▶ _What is expected_:
Only the lines from the one containing "barrier in the photo above." through the end of the entries should be repeated, exactly as they appear, first and last included.

begin Input material

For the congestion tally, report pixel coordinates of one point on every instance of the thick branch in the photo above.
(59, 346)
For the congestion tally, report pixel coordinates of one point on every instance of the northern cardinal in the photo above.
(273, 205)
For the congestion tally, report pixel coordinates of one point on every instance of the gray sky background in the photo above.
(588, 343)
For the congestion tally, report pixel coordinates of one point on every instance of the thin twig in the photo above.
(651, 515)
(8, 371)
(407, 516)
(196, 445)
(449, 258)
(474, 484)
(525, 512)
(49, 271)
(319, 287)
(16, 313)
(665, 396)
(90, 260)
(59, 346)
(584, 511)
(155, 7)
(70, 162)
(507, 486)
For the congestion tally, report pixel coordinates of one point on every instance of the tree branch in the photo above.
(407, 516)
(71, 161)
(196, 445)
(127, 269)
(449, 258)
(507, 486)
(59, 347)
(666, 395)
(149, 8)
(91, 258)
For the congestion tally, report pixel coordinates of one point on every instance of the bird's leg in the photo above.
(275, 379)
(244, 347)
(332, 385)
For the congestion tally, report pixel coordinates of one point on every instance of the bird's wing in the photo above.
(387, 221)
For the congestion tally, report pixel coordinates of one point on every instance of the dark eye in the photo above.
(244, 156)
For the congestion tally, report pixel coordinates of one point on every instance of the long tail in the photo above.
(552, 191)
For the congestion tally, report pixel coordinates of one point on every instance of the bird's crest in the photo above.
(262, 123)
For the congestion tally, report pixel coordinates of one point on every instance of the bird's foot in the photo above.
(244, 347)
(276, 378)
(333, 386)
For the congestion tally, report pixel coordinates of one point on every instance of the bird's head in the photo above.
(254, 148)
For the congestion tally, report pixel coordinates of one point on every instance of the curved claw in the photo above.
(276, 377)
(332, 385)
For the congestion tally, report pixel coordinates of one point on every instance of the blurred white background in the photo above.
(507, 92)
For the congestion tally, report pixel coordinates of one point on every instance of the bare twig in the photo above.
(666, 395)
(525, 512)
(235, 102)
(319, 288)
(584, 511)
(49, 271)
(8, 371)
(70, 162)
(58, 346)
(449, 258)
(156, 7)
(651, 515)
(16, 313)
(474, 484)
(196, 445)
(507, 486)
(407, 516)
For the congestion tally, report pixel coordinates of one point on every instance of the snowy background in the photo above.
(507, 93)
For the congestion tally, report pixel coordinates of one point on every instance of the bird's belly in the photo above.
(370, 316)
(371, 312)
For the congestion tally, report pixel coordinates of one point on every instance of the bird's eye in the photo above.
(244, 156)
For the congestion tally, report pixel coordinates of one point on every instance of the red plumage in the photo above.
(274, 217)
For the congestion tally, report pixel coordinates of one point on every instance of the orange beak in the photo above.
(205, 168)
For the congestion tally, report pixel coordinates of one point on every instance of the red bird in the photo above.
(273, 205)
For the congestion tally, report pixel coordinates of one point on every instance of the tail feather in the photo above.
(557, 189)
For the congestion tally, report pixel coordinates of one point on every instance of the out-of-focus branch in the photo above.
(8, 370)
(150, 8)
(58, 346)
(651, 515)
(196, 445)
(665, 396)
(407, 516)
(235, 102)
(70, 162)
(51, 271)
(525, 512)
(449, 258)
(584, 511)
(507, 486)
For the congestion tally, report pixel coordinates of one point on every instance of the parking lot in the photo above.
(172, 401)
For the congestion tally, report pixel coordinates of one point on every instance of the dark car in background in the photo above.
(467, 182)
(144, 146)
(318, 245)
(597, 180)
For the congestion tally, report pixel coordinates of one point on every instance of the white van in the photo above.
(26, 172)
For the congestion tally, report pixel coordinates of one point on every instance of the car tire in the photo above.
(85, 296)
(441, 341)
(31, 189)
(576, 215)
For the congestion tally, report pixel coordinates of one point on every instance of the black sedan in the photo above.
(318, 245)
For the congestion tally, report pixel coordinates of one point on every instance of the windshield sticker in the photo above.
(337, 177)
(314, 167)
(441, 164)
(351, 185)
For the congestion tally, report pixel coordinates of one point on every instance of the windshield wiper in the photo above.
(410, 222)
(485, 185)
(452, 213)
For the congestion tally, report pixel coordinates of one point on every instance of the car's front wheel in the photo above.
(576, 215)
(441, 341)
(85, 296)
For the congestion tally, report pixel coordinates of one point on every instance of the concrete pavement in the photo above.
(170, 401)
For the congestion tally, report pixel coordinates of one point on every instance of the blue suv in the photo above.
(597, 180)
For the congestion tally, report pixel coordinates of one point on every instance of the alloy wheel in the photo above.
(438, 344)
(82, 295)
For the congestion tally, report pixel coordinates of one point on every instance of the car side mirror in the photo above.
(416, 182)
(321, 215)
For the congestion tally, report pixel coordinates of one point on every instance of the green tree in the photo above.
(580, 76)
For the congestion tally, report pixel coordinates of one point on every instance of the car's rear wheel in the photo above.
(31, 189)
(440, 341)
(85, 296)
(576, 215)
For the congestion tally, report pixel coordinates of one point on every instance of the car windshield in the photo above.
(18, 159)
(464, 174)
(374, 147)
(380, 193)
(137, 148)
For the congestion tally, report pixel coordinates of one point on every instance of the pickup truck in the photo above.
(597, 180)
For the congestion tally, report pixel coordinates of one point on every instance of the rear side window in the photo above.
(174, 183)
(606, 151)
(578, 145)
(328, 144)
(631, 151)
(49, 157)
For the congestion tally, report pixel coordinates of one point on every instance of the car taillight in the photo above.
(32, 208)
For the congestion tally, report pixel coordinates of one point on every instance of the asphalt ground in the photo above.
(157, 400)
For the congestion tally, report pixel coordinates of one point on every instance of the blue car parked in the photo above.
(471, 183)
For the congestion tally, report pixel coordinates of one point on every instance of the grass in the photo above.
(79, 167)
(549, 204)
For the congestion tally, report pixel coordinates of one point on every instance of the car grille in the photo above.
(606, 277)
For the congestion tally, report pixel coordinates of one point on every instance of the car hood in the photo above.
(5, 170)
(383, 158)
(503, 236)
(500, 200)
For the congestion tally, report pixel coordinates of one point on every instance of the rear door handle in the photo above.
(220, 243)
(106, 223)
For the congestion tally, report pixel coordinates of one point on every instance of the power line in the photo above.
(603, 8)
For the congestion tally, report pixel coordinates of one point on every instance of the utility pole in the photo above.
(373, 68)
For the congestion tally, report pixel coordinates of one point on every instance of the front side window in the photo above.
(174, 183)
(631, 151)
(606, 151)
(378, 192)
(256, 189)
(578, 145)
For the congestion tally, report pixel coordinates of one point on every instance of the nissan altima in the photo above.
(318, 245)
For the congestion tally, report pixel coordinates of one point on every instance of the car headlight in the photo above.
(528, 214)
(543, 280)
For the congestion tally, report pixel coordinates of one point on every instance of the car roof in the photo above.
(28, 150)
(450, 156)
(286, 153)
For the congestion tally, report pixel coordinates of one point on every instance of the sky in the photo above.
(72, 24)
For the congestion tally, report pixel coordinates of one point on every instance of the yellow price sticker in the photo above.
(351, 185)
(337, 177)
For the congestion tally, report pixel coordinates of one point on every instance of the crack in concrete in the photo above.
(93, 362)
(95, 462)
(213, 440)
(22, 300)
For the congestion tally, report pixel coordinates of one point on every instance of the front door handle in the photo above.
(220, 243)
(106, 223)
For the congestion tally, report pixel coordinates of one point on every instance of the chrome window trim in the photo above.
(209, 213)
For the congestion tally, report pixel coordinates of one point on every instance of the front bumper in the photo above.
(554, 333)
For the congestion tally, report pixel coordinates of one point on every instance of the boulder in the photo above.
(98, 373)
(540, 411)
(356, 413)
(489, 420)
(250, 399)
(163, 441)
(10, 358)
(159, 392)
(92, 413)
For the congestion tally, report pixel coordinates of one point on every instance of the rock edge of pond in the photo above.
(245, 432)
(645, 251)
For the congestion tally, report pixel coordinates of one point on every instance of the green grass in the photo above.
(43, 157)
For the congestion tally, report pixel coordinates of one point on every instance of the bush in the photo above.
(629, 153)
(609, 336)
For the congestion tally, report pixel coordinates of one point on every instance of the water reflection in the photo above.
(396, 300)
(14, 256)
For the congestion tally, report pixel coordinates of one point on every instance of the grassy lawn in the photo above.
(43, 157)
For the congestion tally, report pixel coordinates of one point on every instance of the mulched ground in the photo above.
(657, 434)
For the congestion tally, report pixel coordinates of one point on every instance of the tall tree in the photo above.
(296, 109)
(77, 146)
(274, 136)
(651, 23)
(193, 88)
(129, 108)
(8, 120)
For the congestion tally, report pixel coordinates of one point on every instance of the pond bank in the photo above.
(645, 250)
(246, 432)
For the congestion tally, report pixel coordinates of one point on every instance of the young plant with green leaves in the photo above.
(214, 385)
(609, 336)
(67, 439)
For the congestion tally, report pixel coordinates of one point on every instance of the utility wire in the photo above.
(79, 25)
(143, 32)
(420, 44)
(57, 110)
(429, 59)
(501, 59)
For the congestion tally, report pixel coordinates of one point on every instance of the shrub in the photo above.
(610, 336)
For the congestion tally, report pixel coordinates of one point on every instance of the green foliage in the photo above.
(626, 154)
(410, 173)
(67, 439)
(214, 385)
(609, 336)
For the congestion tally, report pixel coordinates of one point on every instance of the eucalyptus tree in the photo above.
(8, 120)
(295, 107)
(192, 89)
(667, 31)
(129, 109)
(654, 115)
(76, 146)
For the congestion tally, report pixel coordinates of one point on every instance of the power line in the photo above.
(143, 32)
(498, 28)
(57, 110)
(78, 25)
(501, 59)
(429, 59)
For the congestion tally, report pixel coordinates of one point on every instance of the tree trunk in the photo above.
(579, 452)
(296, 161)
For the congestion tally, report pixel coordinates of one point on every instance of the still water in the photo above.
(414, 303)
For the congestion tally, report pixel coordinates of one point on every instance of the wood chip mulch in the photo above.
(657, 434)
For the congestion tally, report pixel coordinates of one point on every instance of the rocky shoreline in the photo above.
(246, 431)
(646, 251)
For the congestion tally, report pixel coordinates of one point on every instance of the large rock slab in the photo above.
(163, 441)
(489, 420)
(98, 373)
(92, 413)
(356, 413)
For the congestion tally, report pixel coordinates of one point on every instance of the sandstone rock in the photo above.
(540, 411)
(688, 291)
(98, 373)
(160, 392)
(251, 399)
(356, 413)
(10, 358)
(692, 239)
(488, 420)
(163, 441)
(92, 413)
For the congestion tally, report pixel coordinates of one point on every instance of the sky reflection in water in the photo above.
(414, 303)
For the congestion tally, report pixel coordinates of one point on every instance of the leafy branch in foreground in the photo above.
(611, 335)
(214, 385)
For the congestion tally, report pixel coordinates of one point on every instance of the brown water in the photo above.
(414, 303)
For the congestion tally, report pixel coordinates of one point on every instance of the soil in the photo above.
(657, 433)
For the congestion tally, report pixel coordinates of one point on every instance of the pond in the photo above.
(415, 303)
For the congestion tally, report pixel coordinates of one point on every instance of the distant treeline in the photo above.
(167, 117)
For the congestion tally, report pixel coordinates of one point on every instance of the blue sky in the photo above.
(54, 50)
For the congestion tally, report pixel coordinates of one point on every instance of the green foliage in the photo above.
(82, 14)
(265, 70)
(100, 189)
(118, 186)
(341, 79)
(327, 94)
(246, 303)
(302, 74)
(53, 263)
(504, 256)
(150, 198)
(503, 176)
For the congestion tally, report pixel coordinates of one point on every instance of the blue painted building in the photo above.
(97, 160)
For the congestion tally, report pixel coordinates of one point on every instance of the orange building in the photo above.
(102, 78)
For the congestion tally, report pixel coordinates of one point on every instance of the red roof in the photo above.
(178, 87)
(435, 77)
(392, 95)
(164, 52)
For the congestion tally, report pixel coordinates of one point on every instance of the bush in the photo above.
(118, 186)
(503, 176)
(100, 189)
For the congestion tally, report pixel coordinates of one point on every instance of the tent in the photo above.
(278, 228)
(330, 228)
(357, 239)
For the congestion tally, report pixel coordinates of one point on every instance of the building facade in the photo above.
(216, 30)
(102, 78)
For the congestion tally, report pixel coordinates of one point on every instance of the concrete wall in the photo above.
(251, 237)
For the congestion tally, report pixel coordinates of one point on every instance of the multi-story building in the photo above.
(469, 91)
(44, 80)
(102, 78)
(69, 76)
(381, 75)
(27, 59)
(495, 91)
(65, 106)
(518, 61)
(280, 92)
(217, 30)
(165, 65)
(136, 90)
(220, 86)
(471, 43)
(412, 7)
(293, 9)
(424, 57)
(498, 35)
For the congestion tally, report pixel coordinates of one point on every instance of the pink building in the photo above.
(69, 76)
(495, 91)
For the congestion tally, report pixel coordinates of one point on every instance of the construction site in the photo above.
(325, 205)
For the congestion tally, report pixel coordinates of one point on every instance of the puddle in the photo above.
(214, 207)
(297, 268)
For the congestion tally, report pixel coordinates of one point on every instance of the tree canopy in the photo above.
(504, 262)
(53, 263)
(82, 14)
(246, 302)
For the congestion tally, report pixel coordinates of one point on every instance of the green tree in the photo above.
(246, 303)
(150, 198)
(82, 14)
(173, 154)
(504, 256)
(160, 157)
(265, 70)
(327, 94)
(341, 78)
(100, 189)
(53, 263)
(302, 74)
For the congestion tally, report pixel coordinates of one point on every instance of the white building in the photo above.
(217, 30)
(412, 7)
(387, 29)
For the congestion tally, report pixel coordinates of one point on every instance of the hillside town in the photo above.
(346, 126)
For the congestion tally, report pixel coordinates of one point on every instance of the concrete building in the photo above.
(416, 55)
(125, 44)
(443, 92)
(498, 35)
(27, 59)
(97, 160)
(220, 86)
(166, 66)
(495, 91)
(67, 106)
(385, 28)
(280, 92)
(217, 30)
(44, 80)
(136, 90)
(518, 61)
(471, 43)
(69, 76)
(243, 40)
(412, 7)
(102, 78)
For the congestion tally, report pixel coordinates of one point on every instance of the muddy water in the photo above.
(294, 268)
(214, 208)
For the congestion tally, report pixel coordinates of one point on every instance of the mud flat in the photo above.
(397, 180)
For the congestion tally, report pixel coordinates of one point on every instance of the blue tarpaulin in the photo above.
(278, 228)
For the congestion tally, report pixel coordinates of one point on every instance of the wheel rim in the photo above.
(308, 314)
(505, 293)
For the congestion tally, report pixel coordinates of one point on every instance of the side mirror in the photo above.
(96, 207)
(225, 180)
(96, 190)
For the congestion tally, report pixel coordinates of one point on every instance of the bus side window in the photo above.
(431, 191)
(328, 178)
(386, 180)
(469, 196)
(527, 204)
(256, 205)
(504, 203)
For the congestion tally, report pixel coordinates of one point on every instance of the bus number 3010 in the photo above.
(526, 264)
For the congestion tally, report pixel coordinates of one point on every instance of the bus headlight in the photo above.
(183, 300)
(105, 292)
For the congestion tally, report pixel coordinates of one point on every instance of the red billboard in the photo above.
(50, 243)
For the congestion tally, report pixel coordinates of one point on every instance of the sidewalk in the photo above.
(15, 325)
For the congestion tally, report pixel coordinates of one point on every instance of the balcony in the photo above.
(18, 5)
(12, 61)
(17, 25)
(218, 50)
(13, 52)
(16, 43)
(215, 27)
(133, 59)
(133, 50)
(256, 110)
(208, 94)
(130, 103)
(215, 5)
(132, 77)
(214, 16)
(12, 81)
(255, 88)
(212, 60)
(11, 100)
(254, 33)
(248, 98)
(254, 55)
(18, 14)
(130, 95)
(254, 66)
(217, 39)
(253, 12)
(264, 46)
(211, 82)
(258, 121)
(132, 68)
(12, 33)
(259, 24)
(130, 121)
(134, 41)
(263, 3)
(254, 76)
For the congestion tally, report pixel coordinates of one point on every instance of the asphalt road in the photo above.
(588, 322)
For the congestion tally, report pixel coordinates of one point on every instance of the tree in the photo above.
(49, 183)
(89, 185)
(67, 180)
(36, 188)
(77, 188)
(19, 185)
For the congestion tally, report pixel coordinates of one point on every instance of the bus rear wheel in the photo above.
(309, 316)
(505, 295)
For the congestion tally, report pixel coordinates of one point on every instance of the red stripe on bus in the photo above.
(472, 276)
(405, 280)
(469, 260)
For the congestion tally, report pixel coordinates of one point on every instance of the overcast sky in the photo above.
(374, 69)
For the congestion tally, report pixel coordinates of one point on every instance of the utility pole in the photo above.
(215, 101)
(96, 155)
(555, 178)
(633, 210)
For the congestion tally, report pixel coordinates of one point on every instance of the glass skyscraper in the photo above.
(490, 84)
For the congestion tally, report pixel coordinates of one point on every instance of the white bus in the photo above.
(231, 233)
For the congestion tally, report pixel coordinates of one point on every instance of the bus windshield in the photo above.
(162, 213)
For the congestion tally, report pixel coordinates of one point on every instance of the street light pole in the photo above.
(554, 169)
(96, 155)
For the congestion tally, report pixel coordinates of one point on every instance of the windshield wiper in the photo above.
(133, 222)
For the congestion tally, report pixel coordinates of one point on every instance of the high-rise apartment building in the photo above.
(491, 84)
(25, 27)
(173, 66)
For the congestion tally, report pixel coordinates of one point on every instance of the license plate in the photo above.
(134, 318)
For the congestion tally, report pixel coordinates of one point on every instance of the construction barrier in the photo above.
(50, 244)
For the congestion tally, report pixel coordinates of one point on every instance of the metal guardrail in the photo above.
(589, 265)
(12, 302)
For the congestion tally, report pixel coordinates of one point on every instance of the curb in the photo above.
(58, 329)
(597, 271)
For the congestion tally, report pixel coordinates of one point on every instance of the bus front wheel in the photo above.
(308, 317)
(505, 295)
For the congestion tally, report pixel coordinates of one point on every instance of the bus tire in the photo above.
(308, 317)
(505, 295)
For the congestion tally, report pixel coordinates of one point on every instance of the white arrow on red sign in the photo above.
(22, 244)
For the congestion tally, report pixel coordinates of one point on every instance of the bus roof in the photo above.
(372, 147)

end Input material

▶ _Response_:
For the congestion tally, report pixel coordinates of one point on every instance of the construction barrier in the photo above.
(50, 244)
For the congestion tally, report pixel coordinates of one point on every instance of the metal guardrail in the photo above.
(589, 265)
(12, 302)
For the congestion tally, report pixel coordinates of one point on every instance of the curb in the photo above.
(58, 329)
(597, 271)
For the congestion tally, report pixel coordinates of one point on every instance of the bus front wheel in the photo above.
(308, 317)
(505, 295)
For the congestion tally, report pixel coordinates of one point on every instance of the bus tire in the photo above.
(308, 317)
(505, 295)
For the congestion tally, report pixel coordinates of one point on every instance of the white arrow on red sign in the photo above.
(22, 244)
For the congestion tally, report pixel coordinates of one point on every instance of the bus roof in the photo above.
(372, 147)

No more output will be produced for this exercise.